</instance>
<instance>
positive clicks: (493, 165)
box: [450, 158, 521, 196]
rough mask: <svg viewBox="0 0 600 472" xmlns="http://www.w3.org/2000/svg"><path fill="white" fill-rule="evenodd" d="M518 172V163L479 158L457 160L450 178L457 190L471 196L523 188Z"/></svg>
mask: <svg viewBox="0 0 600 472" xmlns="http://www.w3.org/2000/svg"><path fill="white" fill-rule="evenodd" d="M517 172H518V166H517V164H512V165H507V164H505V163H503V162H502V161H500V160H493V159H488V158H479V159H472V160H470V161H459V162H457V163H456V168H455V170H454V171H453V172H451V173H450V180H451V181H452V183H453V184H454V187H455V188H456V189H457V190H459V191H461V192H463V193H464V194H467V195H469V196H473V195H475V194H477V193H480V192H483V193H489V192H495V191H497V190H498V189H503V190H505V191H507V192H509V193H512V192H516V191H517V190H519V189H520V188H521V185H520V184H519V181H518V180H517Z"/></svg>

● ● ● ●

Write out all the entries once more, exactly.

</instance>
<instance>
positive clicks: (493, 165)
box: [450, 158, 521, 196]
rough mask: <svg viewBox="0 0 600 472" xmlns="http://www.w3.org/2000/svg"><path fill="white" fill-rule="evenodd" d="M518 172V163L479 158L457 160L450 178L457 190L471 196L523 188Z"/></svg>
mask: <svg viewBox="0 0 600 472" xmlns="http://www.w3.org/2000/svg"><path fill="white" fill-rule="evenodd" d="M517 172H518V166H517V164H512V165H507V164H505V163H503V162H502V161H500V160H493V159H488V158H479V159H472V160H470V161H459V162H457V163H456V168H455V170H454V171H453V172H451V173H450V180H451V181H452V183H453V184H454V187H455V188H456V189H457V190H459V191H461V192H463V193H464V194H467V195H469V196H473V195H475V194H477V193H480V192H483V193H489V192H495V191H497V190H498V189H503V190H505V191H507V192H509V193H512V192H516V191H517V190H519V189H520V188H521V185H520V184H519V181H518V180H517Z"/></svg>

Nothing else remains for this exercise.